**Exercise inputs:**
_ _ _ _

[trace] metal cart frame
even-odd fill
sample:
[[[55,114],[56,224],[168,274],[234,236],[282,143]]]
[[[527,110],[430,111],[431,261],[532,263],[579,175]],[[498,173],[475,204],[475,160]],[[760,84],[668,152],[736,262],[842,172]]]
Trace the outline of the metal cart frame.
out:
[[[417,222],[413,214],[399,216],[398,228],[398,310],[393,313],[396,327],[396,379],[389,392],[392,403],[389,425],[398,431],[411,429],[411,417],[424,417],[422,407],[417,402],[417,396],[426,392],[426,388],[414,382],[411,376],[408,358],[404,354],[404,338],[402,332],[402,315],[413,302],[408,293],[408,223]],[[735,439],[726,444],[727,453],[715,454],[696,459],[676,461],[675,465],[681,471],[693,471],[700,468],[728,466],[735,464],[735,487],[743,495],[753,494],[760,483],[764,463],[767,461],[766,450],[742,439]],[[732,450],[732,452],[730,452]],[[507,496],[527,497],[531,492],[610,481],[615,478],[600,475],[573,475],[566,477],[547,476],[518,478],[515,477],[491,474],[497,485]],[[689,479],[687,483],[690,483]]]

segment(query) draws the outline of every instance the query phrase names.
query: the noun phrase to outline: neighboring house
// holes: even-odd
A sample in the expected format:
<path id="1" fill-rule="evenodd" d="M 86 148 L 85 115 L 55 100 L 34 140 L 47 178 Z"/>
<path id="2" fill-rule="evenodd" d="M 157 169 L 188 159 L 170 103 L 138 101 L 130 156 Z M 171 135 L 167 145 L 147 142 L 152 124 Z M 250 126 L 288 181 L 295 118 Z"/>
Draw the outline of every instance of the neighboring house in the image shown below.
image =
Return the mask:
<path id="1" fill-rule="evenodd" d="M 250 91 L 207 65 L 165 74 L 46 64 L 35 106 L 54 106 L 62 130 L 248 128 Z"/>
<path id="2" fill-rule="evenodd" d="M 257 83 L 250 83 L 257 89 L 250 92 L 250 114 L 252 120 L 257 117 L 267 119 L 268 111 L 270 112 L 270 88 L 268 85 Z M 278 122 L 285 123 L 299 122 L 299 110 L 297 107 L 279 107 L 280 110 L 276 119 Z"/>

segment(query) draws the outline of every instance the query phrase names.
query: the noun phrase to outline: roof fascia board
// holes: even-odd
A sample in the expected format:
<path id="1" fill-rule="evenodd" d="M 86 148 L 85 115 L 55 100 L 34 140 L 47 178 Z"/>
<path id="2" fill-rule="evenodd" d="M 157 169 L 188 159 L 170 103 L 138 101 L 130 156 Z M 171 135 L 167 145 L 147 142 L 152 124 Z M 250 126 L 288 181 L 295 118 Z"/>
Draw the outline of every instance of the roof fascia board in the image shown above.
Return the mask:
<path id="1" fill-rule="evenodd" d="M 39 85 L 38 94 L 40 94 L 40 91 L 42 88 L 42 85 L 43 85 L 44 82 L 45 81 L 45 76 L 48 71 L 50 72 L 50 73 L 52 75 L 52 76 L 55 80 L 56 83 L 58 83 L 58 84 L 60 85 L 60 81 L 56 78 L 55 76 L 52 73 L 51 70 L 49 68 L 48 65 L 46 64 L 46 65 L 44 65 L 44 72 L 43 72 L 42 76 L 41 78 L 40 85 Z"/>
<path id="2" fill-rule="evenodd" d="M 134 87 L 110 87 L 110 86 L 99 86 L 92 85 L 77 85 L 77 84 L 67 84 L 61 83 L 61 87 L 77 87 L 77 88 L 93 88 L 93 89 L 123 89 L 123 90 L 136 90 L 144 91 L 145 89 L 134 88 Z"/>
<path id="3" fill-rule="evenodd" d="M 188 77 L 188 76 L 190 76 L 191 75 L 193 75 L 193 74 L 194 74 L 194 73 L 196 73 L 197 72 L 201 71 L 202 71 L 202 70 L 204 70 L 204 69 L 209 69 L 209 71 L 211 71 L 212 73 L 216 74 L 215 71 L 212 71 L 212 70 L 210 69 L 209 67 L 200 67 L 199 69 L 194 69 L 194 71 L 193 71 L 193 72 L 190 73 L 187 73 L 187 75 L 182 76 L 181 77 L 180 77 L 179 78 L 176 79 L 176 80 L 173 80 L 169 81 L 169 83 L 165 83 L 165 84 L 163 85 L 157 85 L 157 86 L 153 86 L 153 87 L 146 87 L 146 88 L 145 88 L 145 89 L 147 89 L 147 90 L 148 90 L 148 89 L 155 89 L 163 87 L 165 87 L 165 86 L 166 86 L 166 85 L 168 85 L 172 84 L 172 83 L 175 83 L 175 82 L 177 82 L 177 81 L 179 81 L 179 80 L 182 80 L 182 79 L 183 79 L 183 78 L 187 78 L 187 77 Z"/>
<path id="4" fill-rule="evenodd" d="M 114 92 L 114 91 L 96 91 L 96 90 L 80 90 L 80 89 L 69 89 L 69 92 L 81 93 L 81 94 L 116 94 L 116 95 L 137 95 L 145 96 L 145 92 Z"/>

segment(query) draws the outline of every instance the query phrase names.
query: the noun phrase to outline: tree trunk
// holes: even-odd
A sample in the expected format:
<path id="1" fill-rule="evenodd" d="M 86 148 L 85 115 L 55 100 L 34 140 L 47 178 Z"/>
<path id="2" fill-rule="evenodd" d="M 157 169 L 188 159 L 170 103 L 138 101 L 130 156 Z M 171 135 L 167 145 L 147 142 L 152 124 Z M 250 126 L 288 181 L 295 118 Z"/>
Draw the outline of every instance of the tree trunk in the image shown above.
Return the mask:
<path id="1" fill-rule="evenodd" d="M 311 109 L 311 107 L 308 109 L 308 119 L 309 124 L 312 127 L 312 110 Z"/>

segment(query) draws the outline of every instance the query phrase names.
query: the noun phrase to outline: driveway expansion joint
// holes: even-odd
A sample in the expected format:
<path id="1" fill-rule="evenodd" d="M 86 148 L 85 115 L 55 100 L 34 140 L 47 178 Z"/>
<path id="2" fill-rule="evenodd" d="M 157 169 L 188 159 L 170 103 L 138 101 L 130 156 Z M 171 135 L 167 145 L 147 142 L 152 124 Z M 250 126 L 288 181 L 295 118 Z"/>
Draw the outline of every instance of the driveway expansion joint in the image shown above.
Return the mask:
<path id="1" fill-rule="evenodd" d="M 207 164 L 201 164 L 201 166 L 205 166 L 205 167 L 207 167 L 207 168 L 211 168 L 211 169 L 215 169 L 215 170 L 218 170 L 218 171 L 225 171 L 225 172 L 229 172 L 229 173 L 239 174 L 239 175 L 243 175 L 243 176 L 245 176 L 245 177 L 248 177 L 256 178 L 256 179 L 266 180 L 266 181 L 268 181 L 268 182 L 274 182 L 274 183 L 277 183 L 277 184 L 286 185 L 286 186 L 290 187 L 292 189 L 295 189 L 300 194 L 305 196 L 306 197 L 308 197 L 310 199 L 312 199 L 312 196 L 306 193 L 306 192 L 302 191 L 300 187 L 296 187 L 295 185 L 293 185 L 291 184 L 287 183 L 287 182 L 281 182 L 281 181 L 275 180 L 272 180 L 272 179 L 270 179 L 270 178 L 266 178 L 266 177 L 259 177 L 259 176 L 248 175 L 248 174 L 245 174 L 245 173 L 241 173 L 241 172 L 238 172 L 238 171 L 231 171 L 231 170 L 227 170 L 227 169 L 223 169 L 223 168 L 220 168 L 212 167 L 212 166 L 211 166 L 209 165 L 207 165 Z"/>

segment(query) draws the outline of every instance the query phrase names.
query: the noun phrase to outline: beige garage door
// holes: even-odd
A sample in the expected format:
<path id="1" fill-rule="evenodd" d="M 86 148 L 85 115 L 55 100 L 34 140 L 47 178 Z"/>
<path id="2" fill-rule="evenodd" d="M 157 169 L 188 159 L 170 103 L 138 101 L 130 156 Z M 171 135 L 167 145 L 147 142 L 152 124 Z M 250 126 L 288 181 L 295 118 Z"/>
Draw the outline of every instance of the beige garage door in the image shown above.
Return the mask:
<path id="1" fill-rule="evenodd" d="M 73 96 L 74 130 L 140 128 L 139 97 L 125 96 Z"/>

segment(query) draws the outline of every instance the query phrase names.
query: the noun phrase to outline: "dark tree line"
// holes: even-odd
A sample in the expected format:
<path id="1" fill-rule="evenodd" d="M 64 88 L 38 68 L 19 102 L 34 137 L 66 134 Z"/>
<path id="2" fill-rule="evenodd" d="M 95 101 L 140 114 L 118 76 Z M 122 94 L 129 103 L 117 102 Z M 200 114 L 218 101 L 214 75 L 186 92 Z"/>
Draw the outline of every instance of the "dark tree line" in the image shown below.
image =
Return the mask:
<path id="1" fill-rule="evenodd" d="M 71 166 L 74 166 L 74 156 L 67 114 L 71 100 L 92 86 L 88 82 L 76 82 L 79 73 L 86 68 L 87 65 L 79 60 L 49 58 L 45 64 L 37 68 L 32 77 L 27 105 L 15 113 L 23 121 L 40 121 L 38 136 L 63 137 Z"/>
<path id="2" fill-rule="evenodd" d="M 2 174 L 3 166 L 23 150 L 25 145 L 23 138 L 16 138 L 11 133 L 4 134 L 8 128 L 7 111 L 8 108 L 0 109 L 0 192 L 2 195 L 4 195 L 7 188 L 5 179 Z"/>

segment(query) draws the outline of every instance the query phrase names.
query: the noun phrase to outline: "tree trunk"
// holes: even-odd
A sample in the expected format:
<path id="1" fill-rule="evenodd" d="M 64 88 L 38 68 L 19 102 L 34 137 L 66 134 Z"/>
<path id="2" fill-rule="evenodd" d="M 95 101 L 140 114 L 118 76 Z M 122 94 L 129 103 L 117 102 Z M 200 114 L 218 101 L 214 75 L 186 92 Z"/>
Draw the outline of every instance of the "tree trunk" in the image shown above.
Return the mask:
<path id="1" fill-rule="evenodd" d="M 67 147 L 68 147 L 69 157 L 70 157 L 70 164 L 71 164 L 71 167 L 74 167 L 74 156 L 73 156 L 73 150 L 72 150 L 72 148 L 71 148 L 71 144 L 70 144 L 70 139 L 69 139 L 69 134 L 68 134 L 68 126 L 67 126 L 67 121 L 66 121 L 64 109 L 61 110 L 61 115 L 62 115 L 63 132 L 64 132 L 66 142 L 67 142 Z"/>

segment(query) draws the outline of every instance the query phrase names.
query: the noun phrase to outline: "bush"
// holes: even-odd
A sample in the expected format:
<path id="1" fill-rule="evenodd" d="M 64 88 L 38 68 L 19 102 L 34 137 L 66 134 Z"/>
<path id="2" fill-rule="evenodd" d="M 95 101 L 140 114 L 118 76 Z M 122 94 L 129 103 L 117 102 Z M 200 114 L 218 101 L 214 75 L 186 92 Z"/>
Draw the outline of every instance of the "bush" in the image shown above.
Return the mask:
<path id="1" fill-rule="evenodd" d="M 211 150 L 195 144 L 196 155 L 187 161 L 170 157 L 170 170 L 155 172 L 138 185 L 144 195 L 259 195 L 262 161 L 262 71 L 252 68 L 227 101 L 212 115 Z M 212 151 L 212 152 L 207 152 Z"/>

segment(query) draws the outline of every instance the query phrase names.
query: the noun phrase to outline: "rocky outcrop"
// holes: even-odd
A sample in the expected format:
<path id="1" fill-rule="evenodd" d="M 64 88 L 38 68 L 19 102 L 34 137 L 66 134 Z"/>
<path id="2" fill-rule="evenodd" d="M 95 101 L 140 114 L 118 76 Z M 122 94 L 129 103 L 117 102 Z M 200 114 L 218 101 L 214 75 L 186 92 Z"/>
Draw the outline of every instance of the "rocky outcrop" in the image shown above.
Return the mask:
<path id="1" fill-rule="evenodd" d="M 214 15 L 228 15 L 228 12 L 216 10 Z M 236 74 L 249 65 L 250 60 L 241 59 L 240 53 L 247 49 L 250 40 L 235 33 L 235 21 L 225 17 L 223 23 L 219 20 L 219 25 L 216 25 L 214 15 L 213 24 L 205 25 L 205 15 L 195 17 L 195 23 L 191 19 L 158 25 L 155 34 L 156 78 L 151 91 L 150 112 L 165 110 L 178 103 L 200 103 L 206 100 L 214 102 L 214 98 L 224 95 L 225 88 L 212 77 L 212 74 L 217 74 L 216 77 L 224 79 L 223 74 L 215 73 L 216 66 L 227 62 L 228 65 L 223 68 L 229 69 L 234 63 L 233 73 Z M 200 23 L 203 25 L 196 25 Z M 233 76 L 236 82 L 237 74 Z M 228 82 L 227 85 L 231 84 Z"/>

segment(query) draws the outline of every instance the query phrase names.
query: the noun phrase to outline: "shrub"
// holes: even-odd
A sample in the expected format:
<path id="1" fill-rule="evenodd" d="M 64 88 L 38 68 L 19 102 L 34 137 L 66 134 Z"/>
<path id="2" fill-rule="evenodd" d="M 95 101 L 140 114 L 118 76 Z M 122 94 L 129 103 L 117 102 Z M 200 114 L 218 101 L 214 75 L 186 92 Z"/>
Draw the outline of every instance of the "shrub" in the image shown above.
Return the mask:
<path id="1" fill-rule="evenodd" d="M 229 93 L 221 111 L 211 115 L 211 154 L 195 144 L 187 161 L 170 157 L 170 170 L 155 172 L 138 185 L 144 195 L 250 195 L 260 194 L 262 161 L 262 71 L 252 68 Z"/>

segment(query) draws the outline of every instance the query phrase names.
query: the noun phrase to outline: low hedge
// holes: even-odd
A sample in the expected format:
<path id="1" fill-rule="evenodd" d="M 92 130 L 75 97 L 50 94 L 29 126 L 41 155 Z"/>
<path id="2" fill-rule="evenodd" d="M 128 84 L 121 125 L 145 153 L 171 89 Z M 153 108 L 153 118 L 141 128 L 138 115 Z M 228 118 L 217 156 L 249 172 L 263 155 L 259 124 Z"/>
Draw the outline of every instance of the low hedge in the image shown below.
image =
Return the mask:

_ _ _ _

**Prompt:**
Find each line in the items above that contains the word "rocky", and copy every one of those lines.

**Output of the exercise:**
query: the noun phrase to outline: "rocky outcrop"
Draw the outline of every instance of the "rocky outcrop" in the image shown above.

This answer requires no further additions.